Série d'exercices ::
A. Relevez dans le texte sur les formes juridiques des officines les sigles de toutes les déclinaisons de la société d'exercice libéral (SEL).
B. Recopiez le passage du texte sur les formes juridiques des officines qui va de « En effet, la » jusqu'à « peut s’avérer crucial. », en substituant « registre national des entreprises » à « registre du commerce et des sociétés ».
C. Les affirmations suivantes sont-elles conformes au texte sur les formes juridiques des officines ? Répondez par oui ou par non et citez les mots du texte qui tranchent.
(i) L'Ordre National des Pharmaciens est un organisme de droit public.
(ii) L'officine de pharmacie doit être inscrite au registre du commerce et des sociétés.
(iii) La SELAS repose sur les statuts de la société anonyme.

Texte étudié ::
━━━━━━━━━━━━━━━━━━━━━━━━━━━━━━

Au regard de la réglementation en vigueur, la profession de pharmacien est dotée d’un double statut.

En effet, la profession de pharmacien appartenant à la catégorie des professions libérales réglementées du secteur de la santé, celle-ci est soumise au contrôle de l’Ordre National des Pharmaciens. Cet organisme professionnel de droit privé doté d’un pouvoir administratif et juridictionnel non négligeable veille au respect de l’ensemble de règles déontologiques de la profession.

En outre, les pharmaciens libéraux bénéficient du statut de commerçants ; raison pour laquelle l’officine de pharmacie doit impérativement faire l’objet d’une inscription au registre du commerce et des sociétés.

Dans ce contexte, le choix de la forme juridique de l’officine de pharmacie lors de son ouverture ou de sa reprise par le praticien peut s’avérer crucial.

À l’heure actuelle, le Code de la santé publique offre la possibilité aux officines d’opter pour une des nombreuses formes juridiques existantes, et notamment pour :

  • L’entreprise individuelle (EI) ;
  • La société en nom collectif (SNC) ;
  • La société à responsabilité limitée (SARL) ;
  • L’entreprise unipersonnelle à responsabilité limitée (EURL) et,
  • La société d’exercice libéral (SEL) sous ses différentes déclinaisons, à savoir :
    – La société d’exercice libéral à responsabilité limitée (SELARL) basée sur les statuts de la SARL ;
    – La société d’exercice libéral unipersonnelle à responsabilité limitée (SELURL) basée sur les statuts de l’EURL ;
    – La société d’exercice libéral par actions simplifiée (SELAS) basée sur les statuts de la société par actions simplifiée (SAS) ;
    – La société d’exercice libéral par actions simplifiée unipersonnelle (SELASU) basée sur les statuts de la société par actions simplifiée unipersonnelle (SASU) ;
    – La société d’exercice libéral à forme anonyme (SELAFA) basée sur les statuts de la société anonyme (SA) ;
    – La société d’exercice libéral en commandite par action (SELCA) basée sur les statuts de la société en commandite par actions (SCA).

Nonobstant ce vaste choix, les tendances actuelles de la profession démontrent que seules les formes de SEL et de SNC sont prisées par les praticiens. L’exercice de la profession sous forme d’EI et de SNC tendant à disparaitre, comme en témoigne le rapport de l’Ordre National des Pharmaciens qui, en 2017, dénombrait plus de 10 384 officines sous forme de SEL et moins de 6 000 officines cumulées sous forme de SNC, SARL et EI.

━━━━━━━━━━━━━━━━━━━━━━━━━━━━━━

Données extraites ::
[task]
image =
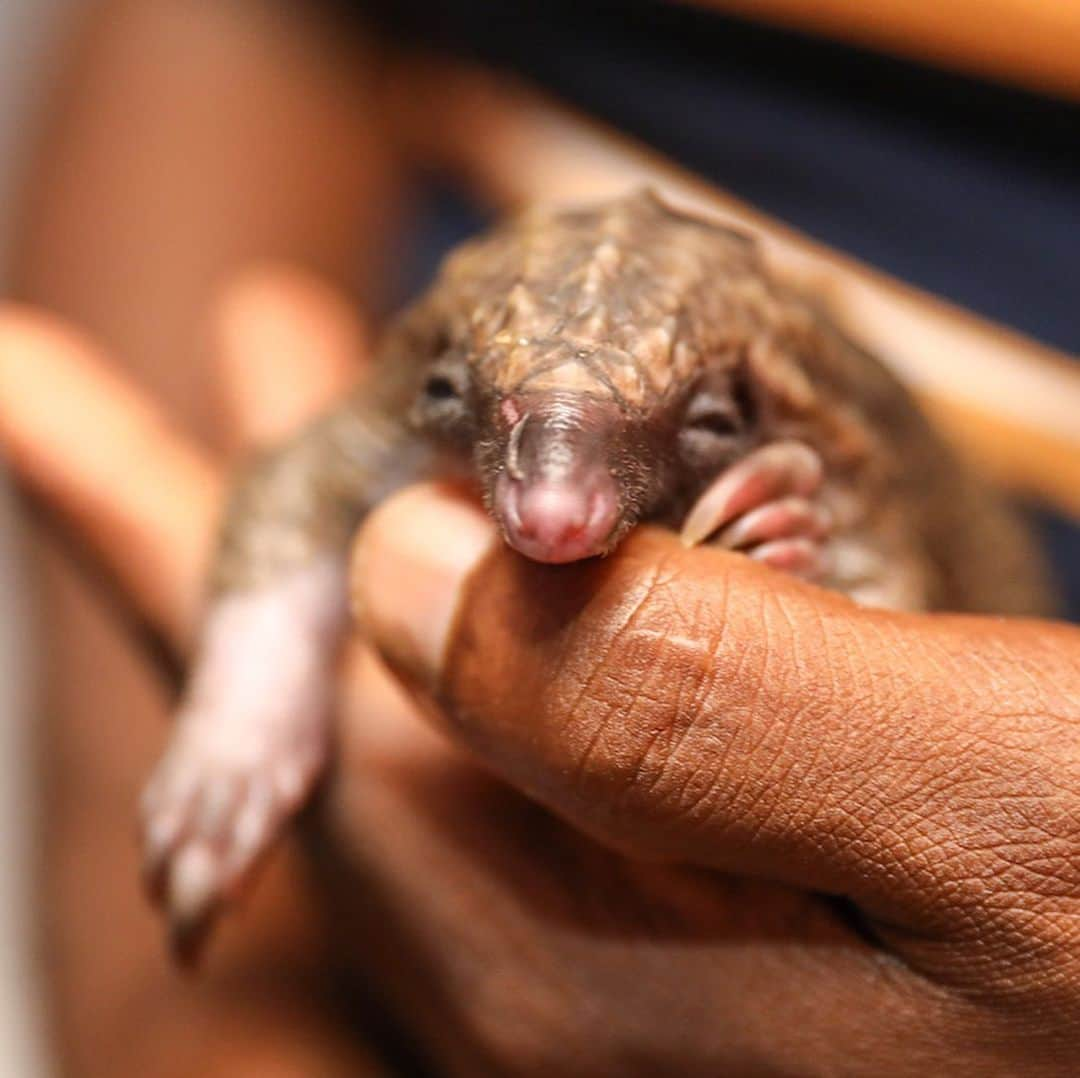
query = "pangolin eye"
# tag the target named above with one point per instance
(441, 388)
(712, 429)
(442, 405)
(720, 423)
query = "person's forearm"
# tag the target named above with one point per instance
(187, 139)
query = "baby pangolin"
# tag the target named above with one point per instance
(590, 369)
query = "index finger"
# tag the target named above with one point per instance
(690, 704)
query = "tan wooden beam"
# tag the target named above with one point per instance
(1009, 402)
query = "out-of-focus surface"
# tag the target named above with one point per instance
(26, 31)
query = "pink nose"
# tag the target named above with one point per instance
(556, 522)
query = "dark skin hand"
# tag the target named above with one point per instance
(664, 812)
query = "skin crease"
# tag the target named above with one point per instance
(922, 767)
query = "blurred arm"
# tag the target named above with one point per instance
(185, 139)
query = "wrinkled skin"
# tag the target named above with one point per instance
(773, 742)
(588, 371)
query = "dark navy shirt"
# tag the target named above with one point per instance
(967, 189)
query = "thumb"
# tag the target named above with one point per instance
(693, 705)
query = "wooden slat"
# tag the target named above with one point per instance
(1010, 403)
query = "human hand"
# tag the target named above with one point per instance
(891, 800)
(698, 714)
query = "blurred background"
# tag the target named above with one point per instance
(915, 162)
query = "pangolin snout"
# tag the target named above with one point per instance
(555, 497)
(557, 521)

━━━━━━━━━━━━━━━━━━━━━━━━━━━━━━

Corrigé ::
A. SELARL, SELURL, SELAS, SELASU, SELAFA, SELCA

B.
En effet, la profession de pharmacien appartenant à la catégorie des professions libérales réglementées du secteur de la santé, celle-ci est soumise au contrôle de l’Ordre National des Pharmaciens. Cet organisme professionnel de droit privé doté d’un pouvoir administratif et juridictionnel non négligeable veille au respect de l’ensemble de règles déontologiques de la profession.

En outre, les pharmaciens libéraux bénéficient du statut de commerçants ; raison pour laquelle l’officine de pharmacie doit impérativement faire l’objet d’une inscription au registre national des entreprises.

Dans ce contexte, le choix de la forme juridique de l’officine de pharmacie lors de son ouverture ou de sa reprise par le praticien peut s’avérer crucial.

C.
(i) Non : « Cet organisme professionnel de droit privé »
(ii) Oui : « l’officine de pharmacie doit impérativement faire l’objet d’une inscription au registre du commerce et des sociétés »
(iii) Non : « basée sur les statuts de la société par actions simplifiée (SAS) »